----- Document text -----

Luckily, a number of countries have begun to follow Taiwan's lead on not trusting the WHO in earnest, with Indian health leaders quickly figuring that the Lancet study was incredibly sloppy, and various African nations continuing with their use of HCQ all along, because can one expect them to wait for a US$1,000++ course of Remdesivir? Meanwhile, the White House - so often at the cutting edge of scientific research - has okayed the delivery of two million doses of HCQ to longtime friend Brazil, over the outdated advice of Dr. Fauci (who has disappointingly been talking Remdesivir up despite scarce better evidence, which is probably why he's beginning to get ignored) on CNN. Retrograde Democrats in the House Foreign Affairs Committee and various congressional campaigns have only escalated their attacks on HCQ, because it's not like these people keep up with breaking exposés from Science.

To me, there remain two major "whys" - first, why did The Lancet have to print an egregiously-substandard piece of work, to further discredit HCQ? The various other big journals have already done their part, with technically-valid-if-inherently-biased retrospective studies, which generally compared the outcomes of particularly-sick patients that had been given sometimes strangely-high doses of HCQ as a Hail Mary, against generally-healthier controls; certainly, mainstream newspapers wouldn't bother to explain such subtleties; look at the New York Times not bothering to mention HCQ anywhere in the headline of their "report" on #Lancetgate, while being happy enough to scream "HCQ!" on negative articles. It wouldn't have been difficult to manipulate the public into being wholly against HCQ, had the corrupt corporate media simply kept this tack up.

----- Given entries -----

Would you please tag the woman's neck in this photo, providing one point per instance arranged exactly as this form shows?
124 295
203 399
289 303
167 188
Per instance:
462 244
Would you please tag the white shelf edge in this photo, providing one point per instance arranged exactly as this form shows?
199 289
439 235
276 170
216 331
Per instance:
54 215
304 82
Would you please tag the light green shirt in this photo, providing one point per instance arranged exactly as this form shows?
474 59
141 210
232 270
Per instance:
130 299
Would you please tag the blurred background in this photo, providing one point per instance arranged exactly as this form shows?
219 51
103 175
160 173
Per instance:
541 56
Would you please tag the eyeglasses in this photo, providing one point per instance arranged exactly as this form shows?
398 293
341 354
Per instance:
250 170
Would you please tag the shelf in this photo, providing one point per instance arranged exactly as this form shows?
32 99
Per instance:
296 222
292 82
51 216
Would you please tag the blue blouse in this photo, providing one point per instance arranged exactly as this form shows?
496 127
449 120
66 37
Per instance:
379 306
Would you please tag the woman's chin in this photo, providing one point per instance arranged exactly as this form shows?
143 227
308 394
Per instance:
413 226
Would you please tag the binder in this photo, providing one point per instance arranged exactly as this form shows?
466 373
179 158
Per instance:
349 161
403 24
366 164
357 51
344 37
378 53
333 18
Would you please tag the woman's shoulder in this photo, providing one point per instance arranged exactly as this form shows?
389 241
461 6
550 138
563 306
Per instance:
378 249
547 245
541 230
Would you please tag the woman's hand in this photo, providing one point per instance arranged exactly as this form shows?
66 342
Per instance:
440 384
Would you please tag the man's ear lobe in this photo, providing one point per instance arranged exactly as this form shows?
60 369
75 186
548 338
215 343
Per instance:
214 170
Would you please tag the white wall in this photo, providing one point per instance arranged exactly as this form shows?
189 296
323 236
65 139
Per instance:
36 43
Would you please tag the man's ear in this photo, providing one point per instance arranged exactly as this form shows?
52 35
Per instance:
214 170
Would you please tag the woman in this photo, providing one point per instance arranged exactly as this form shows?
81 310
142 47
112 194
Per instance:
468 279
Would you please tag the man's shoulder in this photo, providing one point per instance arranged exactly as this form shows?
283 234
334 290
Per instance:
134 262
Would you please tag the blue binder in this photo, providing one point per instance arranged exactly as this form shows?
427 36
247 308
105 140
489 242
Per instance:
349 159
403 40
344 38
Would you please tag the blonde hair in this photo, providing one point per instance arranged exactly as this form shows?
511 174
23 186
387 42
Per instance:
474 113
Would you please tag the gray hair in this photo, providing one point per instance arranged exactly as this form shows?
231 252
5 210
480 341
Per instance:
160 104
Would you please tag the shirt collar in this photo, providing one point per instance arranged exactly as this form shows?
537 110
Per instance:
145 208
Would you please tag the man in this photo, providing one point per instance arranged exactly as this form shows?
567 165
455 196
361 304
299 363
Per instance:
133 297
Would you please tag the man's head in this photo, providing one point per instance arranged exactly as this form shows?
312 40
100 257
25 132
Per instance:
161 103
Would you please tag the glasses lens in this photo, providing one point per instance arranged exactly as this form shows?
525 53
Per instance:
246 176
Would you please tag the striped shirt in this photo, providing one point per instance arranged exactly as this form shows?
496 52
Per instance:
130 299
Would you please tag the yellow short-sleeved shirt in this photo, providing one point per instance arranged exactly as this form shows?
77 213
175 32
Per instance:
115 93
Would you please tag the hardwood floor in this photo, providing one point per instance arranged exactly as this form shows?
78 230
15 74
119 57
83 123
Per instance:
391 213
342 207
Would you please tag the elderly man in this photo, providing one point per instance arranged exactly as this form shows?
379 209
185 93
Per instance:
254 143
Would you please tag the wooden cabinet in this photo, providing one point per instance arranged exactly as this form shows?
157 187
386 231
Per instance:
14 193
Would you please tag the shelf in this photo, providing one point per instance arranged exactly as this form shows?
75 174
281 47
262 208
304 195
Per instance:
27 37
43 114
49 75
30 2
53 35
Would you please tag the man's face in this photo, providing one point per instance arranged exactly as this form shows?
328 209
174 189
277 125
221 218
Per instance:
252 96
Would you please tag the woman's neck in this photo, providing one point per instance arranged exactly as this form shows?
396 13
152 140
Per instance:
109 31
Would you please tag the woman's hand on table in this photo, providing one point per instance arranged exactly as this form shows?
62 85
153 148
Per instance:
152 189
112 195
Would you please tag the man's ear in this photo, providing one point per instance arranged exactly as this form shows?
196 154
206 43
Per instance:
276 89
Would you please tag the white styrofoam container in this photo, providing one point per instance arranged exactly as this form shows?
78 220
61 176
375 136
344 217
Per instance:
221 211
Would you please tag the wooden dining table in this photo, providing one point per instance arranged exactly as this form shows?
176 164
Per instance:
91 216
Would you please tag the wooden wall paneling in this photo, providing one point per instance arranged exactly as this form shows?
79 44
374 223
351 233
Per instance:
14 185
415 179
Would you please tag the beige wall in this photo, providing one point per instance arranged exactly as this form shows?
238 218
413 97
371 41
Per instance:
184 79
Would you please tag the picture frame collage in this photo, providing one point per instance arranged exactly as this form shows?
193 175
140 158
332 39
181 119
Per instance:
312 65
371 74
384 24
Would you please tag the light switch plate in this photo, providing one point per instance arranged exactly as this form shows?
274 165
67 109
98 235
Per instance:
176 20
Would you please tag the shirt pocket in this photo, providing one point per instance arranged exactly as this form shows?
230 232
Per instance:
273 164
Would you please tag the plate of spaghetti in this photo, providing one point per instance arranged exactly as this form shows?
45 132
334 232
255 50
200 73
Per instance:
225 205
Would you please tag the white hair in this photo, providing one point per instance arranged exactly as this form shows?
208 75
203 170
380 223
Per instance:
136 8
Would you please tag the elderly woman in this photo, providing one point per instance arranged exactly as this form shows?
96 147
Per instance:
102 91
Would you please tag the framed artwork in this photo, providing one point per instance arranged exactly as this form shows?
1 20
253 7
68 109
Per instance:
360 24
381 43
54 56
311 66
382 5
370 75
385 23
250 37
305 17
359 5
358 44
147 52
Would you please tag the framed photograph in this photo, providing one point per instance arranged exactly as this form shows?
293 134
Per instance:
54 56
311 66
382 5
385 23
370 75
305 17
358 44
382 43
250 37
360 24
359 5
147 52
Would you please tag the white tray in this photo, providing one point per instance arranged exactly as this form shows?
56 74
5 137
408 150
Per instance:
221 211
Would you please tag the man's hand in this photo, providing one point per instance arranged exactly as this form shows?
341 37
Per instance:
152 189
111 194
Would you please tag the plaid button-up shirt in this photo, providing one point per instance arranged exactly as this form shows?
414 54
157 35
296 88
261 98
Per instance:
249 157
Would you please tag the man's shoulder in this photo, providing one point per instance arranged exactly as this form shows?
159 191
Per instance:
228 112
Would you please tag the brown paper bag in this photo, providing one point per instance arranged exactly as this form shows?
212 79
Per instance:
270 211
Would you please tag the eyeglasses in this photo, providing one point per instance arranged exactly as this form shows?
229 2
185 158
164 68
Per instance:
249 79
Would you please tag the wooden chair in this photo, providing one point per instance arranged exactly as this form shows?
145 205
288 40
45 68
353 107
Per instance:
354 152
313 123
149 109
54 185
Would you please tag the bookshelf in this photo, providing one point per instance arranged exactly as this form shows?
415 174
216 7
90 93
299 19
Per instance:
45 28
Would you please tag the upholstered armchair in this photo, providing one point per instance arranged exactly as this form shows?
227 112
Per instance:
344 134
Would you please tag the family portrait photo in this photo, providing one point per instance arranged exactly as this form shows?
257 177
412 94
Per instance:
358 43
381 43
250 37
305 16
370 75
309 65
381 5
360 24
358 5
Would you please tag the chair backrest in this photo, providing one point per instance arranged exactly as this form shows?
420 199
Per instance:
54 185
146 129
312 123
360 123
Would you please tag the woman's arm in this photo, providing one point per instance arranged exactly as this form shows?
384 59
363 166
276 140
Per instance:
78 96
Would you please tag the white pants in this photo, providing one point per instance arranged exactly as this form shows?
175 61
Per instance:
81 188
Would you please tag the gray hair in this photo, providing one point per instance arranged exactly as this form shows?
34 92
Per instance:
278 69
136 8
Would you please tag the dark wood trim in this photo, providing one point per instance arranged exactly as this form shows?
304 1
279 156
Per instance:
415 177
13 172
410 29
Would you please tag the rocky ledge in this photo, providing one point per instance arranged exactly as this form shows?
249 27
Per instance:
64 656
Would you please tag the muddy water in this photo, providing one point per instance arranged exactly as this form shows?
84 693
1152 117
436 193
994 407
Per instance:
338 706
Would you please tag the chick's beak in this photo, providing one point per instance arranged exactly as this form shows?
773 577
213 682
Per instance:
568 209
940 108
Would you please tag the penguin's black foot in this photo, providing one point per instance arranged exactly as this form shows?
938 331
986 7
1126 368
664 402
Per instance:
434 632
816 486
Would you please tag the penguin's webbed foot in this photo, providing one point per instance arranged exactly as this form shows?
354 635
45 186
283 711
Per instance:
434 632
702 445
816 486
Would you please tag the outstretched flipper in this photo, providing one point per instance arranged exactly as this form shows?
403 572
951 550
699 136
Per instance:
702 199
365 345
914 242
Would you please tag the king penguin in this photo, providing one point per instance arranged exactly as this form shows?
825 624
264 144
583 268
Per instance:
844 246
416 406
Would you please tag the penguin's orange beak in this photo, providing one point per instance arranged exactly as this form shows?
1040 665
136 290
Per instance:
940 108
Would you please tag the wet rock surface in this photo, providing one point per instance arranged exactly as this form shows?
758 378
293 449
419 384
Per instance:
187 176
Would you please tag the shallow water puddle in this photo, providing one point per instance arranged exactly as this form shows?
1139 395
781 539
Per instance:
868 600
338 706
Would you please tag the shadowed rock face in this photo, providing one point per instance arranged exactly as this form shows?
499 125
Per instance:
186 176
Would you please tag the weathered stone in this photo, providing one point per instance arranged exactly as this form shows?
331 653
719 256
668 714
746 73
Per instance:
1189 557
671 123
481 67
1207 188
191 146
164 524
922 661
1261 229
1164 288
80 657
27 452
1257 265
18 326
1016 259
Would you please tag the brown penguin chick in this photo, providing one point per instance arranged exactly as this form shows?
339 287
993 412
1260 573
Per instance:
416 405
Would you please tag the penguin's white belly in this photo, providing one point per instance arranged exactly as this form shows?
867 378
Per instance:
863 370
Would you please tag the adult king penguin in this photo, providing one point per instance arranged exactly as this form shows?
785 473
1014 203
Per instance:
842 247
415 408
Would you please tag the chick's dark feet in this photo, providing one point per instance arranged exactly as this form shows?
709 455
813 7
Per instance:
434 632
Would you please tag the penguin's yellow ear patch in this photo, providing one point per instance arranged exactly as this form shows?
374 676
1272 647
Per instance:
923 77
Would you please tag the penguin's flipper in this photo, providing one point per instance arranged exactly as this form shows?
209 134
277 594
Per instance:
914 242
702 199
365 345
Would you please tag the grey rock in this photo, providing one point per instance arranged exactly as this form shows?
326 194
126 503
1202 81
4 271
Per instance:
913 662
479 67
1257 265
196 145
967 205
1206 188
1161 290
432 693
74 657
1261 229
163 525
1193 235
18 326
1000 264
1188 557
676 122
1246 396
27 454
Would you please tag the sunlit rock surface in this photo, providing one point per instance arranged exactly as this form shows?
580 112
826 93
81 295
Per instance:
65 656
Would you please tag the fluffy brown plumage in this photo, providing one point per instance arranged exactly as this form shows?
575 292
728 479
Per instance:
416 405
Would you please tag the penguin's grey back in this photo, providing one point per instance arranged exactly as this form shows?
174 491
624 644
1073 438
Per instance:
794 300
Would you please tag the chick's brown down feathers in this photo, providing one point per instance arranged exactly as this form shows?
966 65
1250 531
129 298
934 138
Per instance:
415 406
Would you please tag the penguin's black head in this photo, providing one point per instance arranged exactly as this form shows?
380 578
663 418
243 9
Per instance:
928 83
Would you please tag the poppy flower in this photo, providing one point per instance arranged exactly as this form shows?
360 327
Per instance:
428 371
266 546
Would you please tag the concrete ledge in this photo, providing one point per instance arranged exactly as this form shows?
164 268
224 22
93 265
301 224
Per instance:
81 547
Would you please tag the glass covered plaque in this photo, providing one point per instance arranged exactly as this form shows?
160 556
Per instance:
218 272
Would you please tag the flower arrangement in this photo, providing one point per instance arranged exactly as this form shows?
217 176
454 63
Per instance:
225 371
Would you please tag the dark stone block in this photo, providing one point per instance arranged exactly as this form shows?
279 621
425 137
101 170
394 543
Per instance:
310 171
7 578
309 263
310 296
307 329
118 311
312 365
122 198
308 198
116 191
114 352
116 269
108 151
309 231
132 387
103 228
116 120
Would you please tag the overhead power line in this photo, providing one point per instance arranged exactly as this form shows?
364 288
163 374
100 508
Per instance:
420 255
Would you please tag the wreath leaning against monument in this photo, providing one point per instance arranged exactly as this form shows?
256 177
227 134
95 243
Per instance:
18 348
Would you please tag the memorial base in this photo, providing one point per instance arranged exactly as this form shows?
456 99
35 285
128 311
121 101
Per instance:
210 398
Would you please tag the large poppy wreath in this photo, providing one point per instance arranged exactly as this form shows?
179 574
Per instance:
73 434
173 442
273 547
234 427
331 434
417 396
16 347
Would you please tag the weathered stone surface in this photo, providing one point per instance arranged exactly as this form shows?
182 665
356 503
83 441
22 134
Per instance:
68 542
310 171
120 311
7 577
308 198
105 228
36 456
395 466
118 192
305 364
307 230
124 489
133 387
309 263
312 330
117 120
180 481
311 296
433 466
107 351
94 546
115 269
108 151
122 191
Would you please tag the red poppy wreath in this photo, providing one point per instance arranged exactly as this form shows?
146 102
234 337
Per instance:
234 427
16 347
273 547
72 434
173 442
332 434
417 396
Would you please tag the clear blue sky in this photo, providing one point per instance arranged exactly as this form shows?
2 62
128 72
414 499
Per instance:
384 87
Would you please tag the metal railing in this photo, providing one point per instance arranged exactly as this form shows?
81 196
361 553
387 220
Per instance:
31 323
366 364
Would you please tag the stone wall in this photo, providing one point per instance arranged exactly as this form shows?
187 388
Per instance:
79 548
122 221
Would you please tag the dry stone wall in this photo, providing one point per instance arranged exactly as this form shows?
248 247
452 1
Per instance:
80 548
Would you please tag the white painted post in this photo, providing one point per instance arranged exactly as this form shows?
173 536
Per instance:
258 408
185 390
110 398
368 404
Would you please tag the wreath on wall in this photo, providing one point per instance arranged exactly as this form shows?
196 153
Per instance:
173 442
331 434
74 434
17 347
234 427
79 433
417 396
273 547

-----

*Task instructions*
Reproduce word for word the stretch of the HCQ passage above that starts at "To me, there" and stops after "this tack up.".

*Task solution*
To me, there remain two major "whys" - first, why did The Lancet have to print an egregiously-substandard piece of work, to further discredit HCQ? The various other big journals have already done their part, with technically-valid-if-inherently-biased retrospective studies, which generally compared the outcomes of particularly-sick patients that had been given sometimes strangely-high doses of HCQ as a Hail Mary, against generally-healthier controls; certainly, mainstream newspapers wouldn't bother to explain such subtleties; look at the New York Times not bothering to mention HCQ anywhere in the headline of their "report" on #Lancetgate, while being happy enough to scream "HCQ!" on negative articles. It wouldn't have been difficult to manipulate the public into being wholly against HCQ, had the corrupt corporate media simply kept this tack up.